> [What the task requires] All of the records should be given again verbatim.

Exercise inputs: Begin

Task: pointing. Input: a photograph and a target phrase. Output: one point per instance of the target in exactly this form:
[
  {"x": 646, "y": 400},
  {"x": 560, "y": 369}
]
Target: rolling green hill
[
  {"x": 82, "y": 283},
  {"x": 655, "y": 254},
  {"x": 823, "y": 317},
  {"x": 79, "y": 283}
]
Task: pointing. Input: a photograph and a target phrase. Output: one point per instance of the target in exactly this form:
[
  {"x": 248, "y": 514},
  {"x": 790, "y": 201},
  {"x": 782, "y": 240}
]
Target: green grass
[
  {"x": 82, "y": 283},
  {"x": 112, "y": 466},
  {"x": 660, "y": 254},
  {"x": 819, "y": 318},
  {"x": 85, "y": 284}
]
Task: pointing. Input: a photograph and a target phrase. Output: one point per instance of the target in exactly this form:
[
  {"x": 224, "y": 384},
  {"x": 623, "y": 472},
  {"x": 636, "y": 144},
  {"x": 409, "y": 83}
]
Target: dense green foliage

Exercise inputs: End

> [Problem solution]
Task: pointing. Input: a photograph and a target phrase. Output: one point per instance of the target in exactly this form:
[
  {"x": 646, "y": 400},
  {"x": 560, "y": 369}
]
Target: rolling green hill
[
  {"x": 82, "y": 283},
  {"x": 655, "y": 254},
  {"x": 823, "y": 317},
  {"x": 79, "y": 283}
]
Task: pointing. Input: a photograph and a target phrase. Output: one point per instance of the target in exactly this form:
[
  {"x": 248, "y": 514},
  {"x": 790, "y": 201},
  {"x": 782, "y": 240}
]
Target: green grass
[
  {"x": 82, "y": 283},
  {"x": 112, "y": 466},
  {"x": 660, "y": 254},
  {"x": 819, "y": 318},
  {"x": 85, "y": 284}
]
Task: pointing. Input: a photograph and a target phrase. Output: one point per instance of the target in exactly this form:
[
  {"x": 224, "y": 384},
  {"x": 623, "y": 472},
  {"x": 636, "y": 144},
  {"x": 409, "y": 83}
]
Target: dense green foliage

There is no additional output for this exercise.